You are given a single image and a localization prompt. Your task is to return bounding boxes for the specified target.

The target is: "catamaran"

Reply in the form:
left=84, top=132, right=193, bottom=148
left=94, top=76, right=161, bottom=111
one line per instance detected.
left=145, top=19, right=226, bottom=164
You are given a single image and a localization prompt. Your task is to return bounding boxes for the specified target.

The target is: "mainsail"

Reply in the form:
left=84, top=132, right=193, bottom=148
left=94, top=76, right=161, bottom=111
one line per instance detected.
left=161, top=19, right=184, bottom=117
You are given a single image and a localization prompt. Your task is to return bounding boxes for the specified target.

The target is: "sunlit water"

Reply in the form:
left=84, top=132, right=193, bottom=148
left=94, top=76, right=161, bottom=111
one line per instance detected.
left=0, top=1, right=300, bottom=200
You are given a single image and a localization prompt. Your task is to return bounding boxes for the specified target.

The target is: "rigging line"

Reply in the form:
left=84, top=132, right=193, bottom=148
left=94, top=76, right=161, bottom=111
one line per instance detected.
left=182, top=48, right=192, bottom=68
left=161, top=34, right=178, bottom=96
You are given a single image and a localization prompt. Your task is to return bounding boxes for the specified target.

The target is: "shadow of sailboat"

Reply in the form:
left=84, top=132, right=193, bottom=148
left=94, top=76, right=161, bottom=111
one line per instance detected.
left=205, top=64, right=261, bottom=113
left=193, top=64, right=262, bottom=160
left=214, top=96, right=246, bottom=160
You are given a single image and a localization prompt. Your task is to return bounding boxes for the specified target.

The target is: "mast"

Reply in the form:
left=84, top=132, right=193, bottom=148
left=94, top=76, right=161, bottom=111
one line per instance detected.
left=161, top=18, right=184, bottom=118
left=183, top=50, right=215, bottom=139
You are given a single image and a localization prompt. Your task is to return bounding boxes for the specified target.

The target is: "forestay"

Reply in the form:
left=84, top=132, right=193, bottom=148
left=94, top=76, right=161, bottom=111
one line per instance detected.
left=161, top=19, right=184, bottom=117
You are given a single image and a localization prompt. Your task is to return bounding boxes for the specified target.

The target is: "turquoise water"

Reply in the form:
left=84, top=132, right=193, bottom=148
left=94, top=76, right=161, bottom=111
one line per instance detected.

• Task instructions
Generate an exact reproduction of all entries.

• Result of this task
You are given a single image and a localization prompt. Your task is to return bounding boxes for the specified target.

The target is: "catamaran"

Reply in the form:
left=84, top=132, right=193, bottom=148
left=94, top=76, right=161, bottom=111
one line per instance detected.
left=145, top=19, right=226, bottom=164
You are given a single image and a localization prompt. Your task is to return bounding boxes for the specified target.

The target is: "mainsail"

Reply in the form:
left=84, top=132, right=193, bottom=148
left=94, top=76, right=161, bottom=111
one line per instance detected.
left=161, top=19, right=184, bottom=117
You are given a single image and a localization prompt. Your task is to return bounding boxes for the specified target.

The target is: "sunlit water"

Reply in the form:
left=84, top=132, right=193, bottom=148
left=94, top=76, right=161, bottom=111
one line per instance detected.
left=0, top=1, right=300, bottom=200
You are given a single image and a localization prompt. Your task is to return bounding boxes for the specified target.

The target is: "rigging line"

Reply in the form:
left=84, top=132, right=193, bottom=148
left=94, top=76, right=161, bottom=111
one line per instance detected.
left=182, top=48, right=192, bottom=68
left=161, top=34, right=178, bottom=96
You are given a single image and a localization prompt. Your task is to return bounding boxes for the specified target.

The target is: "shadow of sailboat"

Reply in the form:
left=84, top=132, right=193, bottom=148
left=94, top=76, right=161, bottom=111
one line per instance detected.
left=205, top=64, right=261, bottom=113
left=193, top=64, right=262, bottom=160
left=214, top=96, right=246, bottom=160
You are given a single image and a localization prompt. Your task is to return bounding boxes for the specified target.

The target is: "mast"

Reply in the form:
left=84, top=132, right=193, bottom=148
left=94, top=76, right=161, bottom=111
one line per instance detected.
left=161, top=18, right=184, bottom=118
left=183, top=50, right=215, bottom=139
You are given a single image and a localization prompt. Your task is to return bounding boxes for the specified target.

The target is: "forestay"

Reply in the form:
left=84, top=132, right=193, bottom=148
left=94, top=76, right=161, bottom=111
one line per instance detected.
left=161, top=19, right=184, bottom=117
You are given a single image and a localization prompt. Your task is to return bounding boxes for the specified target.

The target is: "turquoise water"

Reply in the form:
left=84, top=132, right=193, bottom=148
left=94, top=76, right=161, bottom=111
one line per instance detected.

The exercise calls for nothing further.